● Directions for this task: Would you filter the listing below so that only lines with the word "distant" remain?

● Data in this exercise:
━━━━

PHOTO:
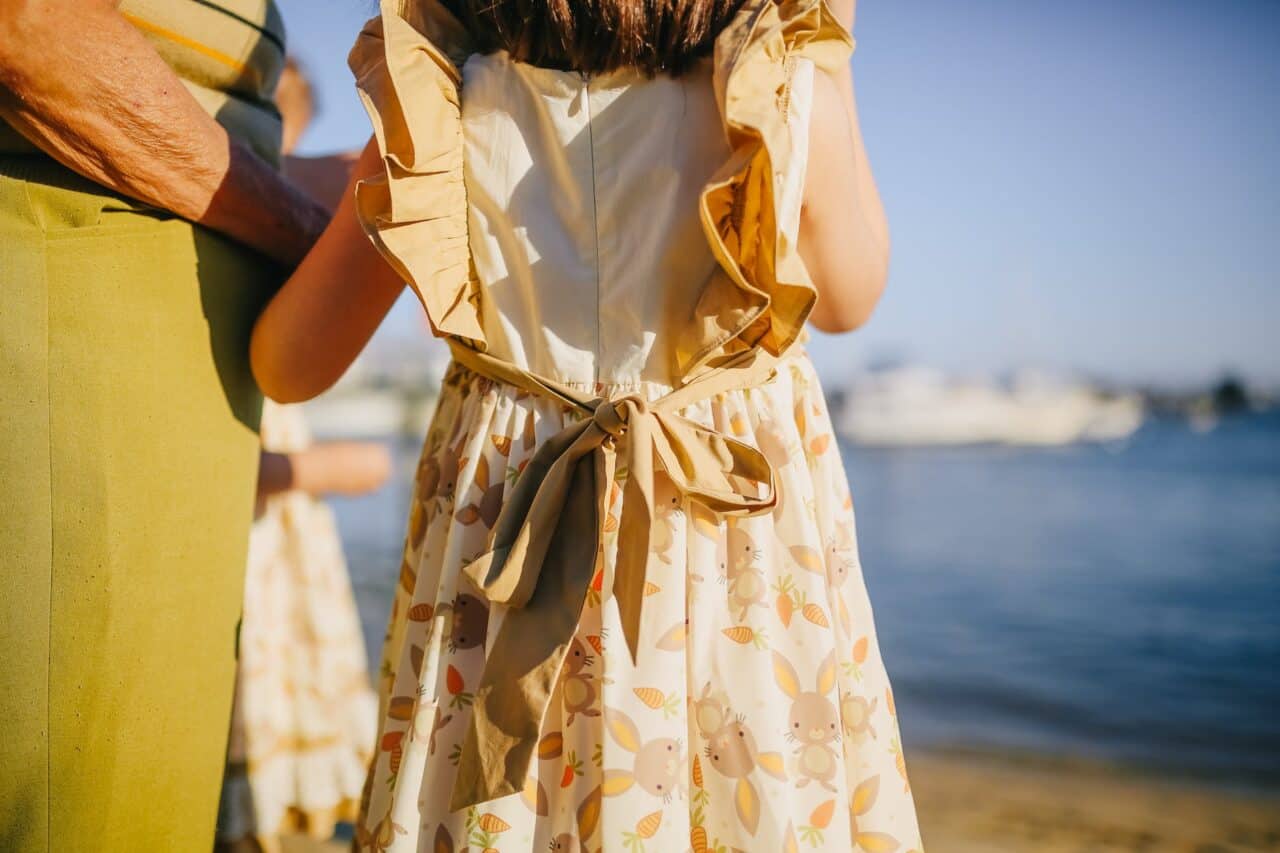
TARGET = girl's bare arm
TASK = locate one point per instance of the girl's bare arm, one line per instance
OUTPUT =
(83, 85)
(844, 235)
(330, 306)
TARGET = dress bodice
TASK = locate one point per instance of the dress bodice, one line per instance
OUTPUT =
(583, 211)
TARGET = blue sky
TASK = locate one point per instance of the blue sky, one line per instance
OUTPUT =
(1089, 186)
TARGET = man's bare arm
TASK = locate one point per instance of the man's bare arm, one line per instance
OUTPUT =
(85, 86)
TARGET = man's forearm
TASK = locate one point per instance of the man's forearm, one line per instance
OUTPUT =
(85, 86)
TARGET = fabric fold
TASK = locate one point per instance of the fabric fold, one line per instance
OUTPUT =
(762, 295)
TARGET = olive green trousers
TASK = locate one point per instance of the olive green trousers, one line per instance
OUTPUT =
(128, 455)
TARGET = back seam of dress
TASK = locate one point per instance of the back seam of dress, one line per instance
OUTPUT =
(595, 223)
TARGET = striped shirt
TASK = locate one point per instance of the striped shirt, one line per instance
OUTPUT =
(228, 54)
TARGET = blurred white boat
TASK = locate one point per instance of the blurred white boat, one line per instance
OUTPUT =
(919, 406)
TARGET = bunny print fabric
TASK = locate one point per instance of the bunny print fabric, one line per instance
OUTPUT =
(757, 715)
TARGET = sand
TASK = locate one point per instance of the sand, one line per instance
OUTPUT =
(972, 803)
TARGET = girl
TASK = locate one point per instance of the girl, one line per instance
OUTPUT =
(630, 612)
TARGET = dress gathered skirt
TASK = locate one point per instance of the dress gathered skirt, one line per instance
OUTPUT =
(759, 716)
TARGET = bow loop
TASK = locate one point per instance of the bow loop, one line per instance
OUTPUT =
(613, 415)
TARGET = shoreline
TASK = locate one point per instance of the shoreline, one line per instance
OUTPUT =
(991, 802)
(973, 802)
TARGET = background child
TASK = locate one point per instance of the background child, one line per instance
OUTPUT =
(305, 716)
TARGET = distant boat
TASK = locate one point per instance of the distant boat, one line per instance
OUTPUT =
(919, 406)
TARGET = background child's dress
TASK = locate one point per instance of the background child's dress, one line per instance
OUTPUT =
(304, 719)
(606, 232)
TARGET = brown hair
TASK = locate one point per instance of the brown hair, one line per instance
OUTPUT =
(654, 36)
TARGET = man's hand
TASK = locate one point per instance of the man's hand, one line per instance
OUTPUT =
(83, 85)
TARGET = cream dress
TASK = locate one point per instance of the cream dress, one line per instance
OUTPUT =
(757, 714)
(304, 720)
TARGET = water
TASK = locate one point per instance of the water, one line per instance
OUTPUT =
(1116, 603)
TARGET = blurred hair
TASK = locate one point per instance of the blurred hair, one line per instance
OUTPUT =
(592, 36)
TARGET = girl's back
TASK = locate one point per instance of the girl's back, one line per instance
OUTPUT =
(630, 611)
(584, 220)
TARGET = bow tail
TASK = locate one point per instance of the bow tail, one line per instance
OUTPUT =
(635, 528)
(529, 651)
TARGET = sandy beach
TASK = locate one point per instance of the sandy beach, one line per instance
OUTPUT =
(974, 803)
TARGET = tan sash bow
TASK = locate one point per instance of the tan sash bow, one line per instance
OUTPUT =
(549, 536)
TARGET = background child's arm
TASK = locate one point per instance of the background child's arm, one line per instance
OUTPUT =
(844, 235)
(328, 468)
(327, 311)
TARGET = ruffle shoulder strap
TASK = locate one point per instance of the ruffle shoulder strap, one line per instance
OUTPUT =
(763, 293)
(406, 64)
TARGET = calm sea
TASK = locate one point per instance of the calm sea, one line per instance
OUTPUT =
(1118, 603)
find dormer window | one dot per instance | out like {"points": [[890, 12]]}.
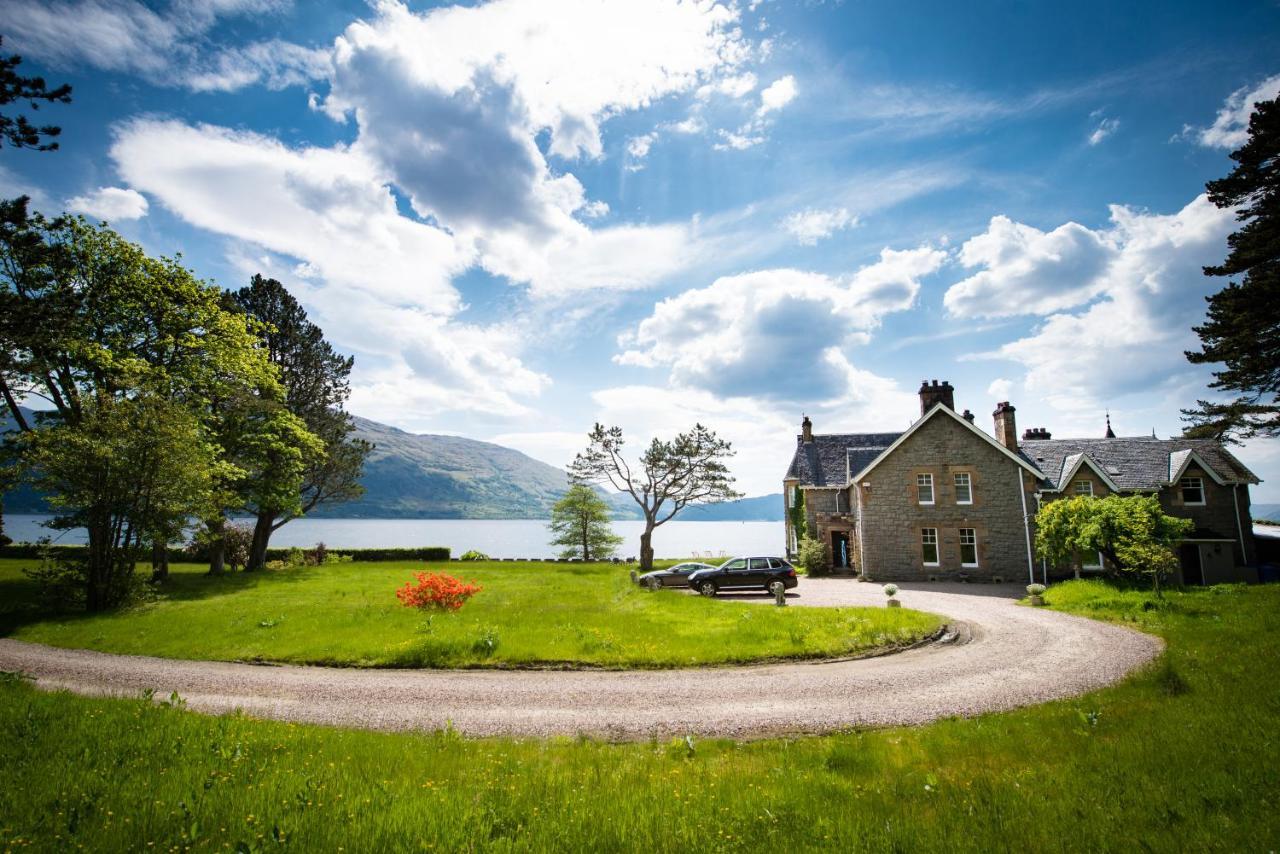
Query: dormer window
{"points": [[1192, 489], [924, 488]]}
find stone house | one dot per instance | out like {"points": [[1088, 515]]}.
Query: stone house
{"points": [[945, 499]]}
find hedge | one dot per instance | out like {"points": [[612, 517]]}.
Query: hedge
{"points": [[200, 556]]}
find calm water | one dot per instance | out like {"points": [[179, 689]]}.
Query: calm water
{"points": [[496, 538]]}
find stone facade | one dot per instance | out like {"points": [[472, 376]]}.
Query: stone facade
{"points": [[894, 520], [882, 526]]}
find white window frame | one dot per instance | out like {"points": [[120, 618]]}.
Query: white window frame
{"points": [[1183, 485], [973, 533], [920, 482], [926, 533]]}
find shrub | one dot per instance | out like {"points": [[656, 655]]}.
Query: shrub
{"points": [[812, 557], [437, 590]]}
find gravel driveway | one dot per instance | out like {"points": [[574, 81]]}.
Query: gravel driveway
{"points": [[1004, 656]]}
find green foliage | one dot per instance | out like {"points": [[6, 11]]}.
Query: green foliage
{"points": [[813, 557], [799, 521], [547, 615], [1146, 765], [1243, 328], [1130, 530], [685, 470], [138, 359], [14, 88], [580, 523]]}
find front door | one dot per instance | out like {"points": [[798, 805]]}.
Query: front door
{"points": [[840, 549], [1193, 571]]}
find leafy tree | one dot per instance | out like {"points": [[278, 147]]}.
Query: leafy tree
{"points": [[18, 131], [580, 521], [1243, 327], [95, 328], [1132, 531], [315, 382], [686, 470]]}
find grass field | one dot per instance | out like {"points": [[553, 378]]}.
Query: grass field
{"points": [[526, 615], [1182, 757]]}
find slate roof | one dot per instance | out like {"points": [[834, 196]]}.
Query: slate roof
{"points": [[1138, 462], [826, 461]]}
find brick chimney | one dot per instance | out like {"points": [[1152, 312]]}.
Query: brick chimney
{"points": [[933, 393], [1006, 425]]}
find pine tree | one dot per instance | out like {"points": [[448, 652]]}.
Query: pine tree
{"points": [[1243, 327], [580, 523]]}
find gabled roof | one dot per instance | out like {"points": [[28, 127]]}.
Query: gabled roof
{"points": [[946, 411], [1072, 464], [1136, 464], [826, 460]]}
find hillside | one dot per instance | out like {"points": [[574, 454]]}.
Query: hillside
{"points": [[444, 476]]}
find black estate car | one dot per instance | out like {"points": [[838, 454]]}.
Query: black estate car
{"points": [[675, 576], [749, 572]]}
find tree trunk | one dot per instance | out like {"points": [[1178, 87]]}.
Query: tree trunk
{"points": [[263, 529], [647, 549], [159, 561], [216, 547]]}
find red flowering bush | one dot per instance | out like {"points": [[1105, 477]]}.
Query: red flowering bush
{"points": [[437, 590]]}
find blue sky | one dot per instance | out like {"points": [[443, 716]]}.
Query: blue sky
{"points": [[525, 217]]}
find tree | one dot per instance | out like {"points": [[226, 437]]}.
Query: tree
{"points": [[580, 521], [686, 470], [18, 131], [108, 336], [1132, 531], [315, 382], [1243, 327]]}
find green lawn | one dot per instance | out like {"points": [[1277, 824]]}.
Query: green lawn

━━━━

● Solution to this task:
TARGET = distant boat
TASK = locate one point per instance of the distant boat, one line per instance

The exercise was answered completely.